Please rewrite every row below as a numbered list, skipping any blank lines and leaving the pictures out.

═════ Given records ═════

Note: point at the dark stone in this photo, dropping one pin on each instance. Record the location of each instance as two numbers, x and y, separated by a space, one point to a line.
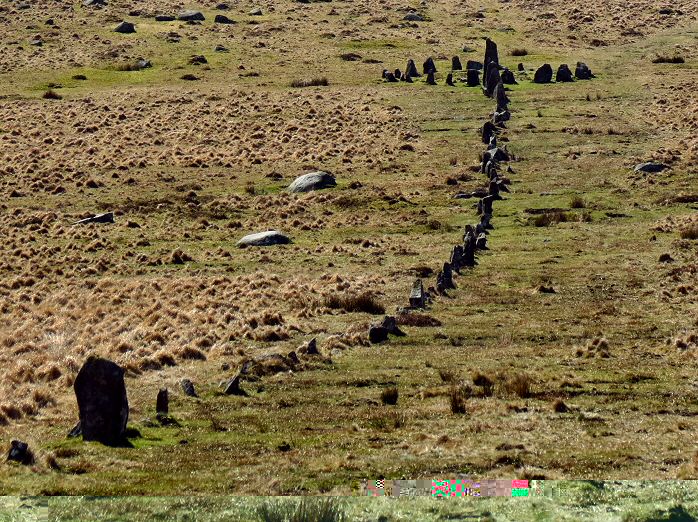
500 95
162 403
448 276
429 66
491 79
377 334
508 77
269 238
582 72
411 69
650 167
101 395
544 74
125 28
20 452
487 131
491 54
232 387
417 299
188 388
473 78
564 74
191 16
222 19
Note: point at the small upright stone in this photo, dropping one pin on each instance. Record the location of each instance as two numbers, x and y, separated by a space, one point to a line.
188 388
162 403
429 66
101 395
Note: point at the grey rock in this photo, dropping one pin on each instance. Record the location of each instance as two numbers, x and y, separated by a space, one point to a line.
188 388
125 28
312 181
650 167
191 16
102 402
268 238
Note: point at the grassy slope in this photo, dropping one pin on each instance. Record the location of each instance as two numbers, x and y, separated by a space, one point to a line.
605 272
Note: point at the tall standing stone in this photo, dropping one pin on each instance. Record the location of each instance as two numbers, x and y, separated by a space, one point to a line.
101 394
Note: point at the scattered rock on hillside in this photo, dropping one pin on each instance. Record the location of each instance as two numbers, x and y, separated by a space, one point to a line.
20 452
312 181
268 238
544 74
125 28
101 395
191 16
650 167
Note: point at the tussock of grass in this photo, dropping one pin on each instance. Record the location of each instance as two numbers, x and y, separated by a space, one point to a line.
364 302
389 396
307 510
314 82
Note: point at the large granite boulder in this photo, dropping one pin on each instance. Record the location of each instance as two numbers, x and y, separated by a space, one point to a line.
312 181
102 402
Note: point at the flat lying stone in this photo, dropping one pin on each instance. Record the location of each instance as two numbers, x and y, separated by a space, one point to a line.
312 181
268 238
651 167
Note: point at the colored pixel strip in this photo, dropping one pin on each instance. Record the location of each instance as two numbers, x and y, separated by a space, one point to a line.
453 488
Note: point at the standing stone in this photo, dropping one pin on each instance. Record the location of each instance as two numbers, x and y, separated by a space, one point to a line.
101 394
473 78
188 388
582 72
162 403
411 69
417 299
508 77
487 131
564 74
20 452
492 78
491 54
448 276
544 74
501 97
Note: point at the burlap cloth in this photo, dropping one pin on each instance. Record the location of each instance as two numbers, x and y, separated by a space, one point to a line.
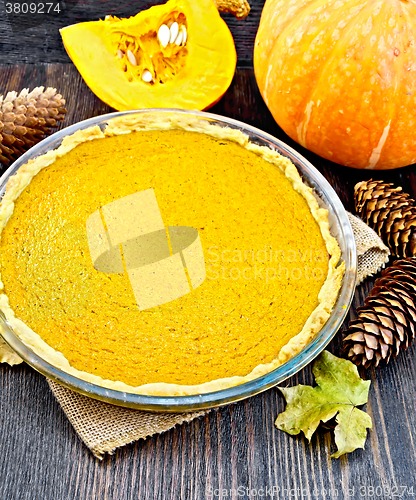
104 427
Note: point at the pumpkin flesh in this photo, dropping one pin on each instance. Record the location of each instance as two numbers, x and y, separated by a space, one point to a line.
193 75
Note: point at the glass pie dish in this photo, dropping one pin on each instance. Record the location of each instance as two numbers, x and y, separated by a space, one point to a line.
340 229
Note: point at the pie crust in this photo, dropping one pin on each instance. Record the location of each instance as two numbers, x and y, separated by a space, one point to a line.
146 122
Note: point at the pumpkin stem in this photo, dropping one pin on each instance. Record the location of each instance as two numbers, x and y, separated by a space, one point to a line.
240 8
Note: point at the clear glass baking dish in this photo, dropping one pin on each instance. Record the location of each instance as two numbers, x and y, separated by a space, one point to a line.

═════

Solved problem
1. Note: point at the dark stone in this photo, dropping one pin on each instance. Record the location of each instance as two numbers, x and y, separated by a space, one point to a line.
2. 500 95
3. 162 403
4. 448 276
5. 429 66
6. 491 79
7. 377 334
8. 508 77
9. 269 238
10. 582 72
11. 411 69
12. 650 167
13. 101 395
14. 544 74
15. 125 28
16. 20 452
17. 487 131
18. 491 54
19. 232 387
20. 417 299
21. 188 388
22. 473 78
23. 564 74
24. 191 16
25. 222 19
26. Note: point at the small upright stone in this photo, dropping one pin on each instance. Record the location of each instance as two numbers, x and y, separated by a space, one point to a line.
27. 188 388
28. 162 403
29. 429 66
30. 101 395
31. Note: point at the grey rock in this photo, dropping one pin on each instance. Record the location of each instance as two numbers, x and y, separated by a space, one point to a line.
32. 188 388
33. 125 28
34. 312 181
35. 650 167
36. 191 16
37. 102 402
38. 268 238
39. Note: point at the grassy slope in this photo, dropping one pin on each instance. Record the location of each instance as two numbers, x and y, separated by a space, one point to a line.
40. 605 272
41. Note: point at the tall standing stone in this photo, dropping one pin on each instance. Record the location of each instance as two numbers, x and y, separated by a space, one point to a line.
42. 101 394
43. Note: point at the scattered rock on hillside in this photo, dropping one pin on each instance. Record the location of each instance as two numbers, x and y, separated by a space, one point to a line.
44. 20 452
45. 312 181
46. 268 238
47. 544 74
48. 125 28
49. 101 395
50. 191 16
51. 650 167
52. Note: point at the tussock of grass in this photo, dropping one pin on each instance. Record the location of each instance as two numbers, x and y, separated by a space, one point to a line.
53. 364 302
54. 389 396
55. 307 510
56. 314 82
57. Note: point at the large granite boulder in this photo, dropping one pin on each instance. Record the location of each instance as two numbers, x and y, separated by a space, one point to a line.
58. 312 181
59. 102 402
60. Note: point at the flat lying stone in this photo, dropping one pin on each instance. Record the location of each instance as two numbers, x and y, separated by a space, one point to a line.
61. 312 181
62. 268 238
63. 651 167
64. Note: point at the colored pixel strip in this photo, dropping one pin on each instance. Record the location of each instance as two numbers, x and y, separated by a space, one point to a line.
65. 453 488
66. Note: point at the standing stone in this photo, dropping one pin on each instance. Record the location of each instance as two numbers, x and y, separated by a space, one point to a line.
67. 101 394
68. 473 78
69. 188 388
70. 582 72
71. 162 403
72. 411 69
73. 417 299
74. 508 77
75. 487 131
76. 564 74
77. 20 452
78. 492 78
79. 491 54
80. 448 276
81. 544 74
82. 501 97
83. Note: point at the burlap cloth in this photo, dropping one pin on each instance. Record the location of each instance as two numbers, x and y, separated by a space, one point to a line.
84. 104 427
85. Note: point at the pumpkin flesh in this photo, dropping one pin on each instance. Record the location of each instance as two numbers, x and y, separated by a space, one point to a line.
86. 193 75
87. Note: point at the glass pie dish in this photo, dropping one pin on each instance. Record the location of each instance as two numbers, x and y, separated by a space, one point to a line.
88. 340 229
89. Note: point at the pie crust in this photo, dropping one pin on each instance. Record the location of each instance as two numbers, x and y, separated by a space, one point to a line.
90. 146 122
91. Note: point at the pumpkin stem in this photo, dropping one pin on each instance. Record the location of each instance as two numbers, x and y, separated by a space, one point to a line.
92. 240 8
93. Note: point at the clear glass baking dish in this photo, dropping one pin on each instance. Record the location of each instance as two numbers, x and y, separated by a space, one point to a line.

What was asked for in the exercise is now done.